>> begin

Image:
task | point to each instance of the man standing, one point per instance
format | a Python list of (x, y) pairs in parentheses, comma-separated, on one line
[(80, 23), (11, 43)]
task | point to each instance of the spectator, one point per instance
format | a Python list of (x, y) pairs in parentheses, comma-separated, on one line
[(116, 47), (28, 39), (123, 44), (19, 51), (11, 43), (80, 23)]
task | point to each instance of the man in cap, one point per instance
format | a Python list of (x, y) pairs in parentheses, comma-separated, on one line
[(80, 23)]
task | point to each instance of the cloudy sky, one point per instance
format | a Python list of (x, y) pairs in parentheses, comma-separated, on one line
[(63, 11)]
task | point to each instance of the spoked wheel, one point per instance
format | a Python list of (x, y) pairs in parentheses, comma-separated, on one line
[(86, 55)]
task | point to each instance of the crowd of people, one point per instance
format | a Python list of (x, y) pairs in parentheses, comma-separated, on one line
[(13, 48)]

>> end

■ WHAT THIS TASK INVOLVES:
Write out the records as a numbered list, omitting blank lines, from the first line of the records through the line containing "43), (80, 23)]", inclusive.

■ TASK RESULT:
1. Image:
2. task | point to each instance of the man standing, one point per instance
3. format | a Python list of (x, y) pairs in parentheses, comma-separated, on one line
4. [(80, 23), (11, 43)]
5. task | point to each instance of the spectator, one point per instance
6. format | a Python list of (x, y) pairs in parentheses, comma-separated, on one line
7. [(116, 47), (28, 39), (123, 44), (19, 51), (11, 43), (80, 23)]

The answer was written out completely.